What is being asked: In the document extract on stomach-retained drug delivery systems, condense the paragraph that begins "Prior art systems that provide a control" into a short bulleted list that keeps its main facts.

The art is replete with many references relating to drug delivery systems that when orally administered are retained in the stomach. Several such systems disclosed in prior art relate to retention of system in the stomach because the size of the system is large and thereby gastric emptying is delayed.
Prior art systems that provide a control on the release of the drug and also are retained in stomach because of their size and shape have certain drawbacks. The major drawback of a large majority of the disclosed prior art systems that have become commercially useful is that they are not sufficiently large in size initially but attain their size by swelling to several times their initial size this entails a risk that the system would be emptied from the stomach before it swells. This drawback has been overcome to an extent by systems that swell rapidly, however such systems must include enough quantities of swelling agents that swell rapidly but despite the internal swelling pressure created must not disintegrate earlier than desired. These requirements make the formulator's task difficult. There may be further limitations in formulation options for the formulator because the drug-containing matrix should release drug at a desired controlled release rate while also retaining its size. For example, this may be difficult when the dose of the active ingredient is large and relatively smaller quantities of pharmaceutical excipients suffice to provide the controlled release. A matrix so formed containing higher proportions of active ingredients as compared to other pharmaceutical excipients often erodes or disintegrates into parts earlier than desired for gastric retention. For example, systems disclosed in U.S. Pat. No. 4,777,033 (Patent '033) were found to have a drawback in that they did not remain intact when subjected to agitation in an aqueous medium. On the other hand, systems that are designed to avoid erosion or disintegration may be eliminated in the stools in an intact form, which raises apprehensions in the patient about the quality of the tablets or that he did not absorb the active ingredient.

Data shown:
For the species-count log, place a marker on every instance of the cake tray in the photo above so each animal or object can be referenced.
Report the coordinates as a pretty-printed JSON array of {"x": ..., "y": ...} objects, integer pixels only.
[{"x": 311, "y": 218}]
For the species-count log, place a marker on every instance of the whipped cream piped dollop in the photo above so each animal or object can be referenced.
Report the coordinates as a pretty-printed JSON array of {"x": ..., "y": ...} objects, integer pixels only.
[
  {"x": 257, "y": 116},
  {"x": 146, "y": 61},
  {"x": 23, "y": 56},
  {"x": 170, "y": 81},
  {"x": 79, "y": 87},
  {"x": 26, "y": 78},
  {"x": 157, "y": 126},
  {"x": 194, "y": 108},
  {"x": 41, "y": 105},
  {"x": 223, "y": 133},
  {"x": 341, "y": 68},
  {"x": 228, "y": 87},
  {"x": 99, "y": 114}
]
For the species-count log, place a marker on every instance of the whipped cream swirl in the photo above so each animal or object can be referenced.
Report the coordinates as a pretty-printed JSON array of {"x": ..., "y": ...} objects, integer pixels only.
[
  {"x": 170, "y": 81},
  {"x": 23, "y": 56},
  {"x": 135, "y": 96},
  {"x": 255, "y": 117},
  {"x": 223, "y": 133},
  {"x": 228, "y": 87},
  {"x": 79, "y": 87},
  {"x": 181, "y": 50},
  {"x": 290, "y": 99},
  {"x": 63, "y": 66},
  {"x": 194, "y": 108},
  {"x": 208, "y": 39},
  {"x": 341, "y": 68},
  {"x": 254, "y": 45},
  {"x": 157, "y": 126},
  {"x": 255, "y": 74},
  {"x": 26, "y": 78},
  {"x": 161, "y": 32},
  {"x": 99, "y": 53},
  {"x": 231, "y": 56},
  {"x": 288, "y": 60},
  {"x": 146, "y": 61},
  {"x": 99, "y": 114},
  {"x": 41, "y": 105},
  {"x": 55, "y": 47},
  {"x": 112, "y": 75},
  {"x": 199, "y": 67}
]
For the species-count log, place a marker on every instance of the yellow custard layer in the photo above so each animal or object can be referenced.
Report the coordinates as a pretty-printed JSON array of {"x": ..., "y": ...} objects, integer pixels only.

Answer section:
- Prior art systems that control drug release and stay in the stomach because of their size and shape have drawbacks.
- Most commercially useful systems are not large enough at first and must swell to several times their initial size, so they risk being emptied from the stomach before swelling.
- Rapidly swelling systems reduce this risk, but they need enough swelling agents and must still not disintegrate early despite the internal swelling pressure, which makes formulation difficult.
- The drug-containing matrix must also release drug at a controlled rate while keeping its size. This is hard when the drug dose is large and only small amounts of excipients are needed for controlled release.
- Such high-drug matrices often erode or break apart too early for gastric retention. For example, the systems in U.S. Pat. No. 4,777,033 did not stay intact when agitated in an aqueous medium.
- Systems built to resist erosion may pass intact in the stools. This makes patients worry about tablet quality or whether they absorbed the active ingredient.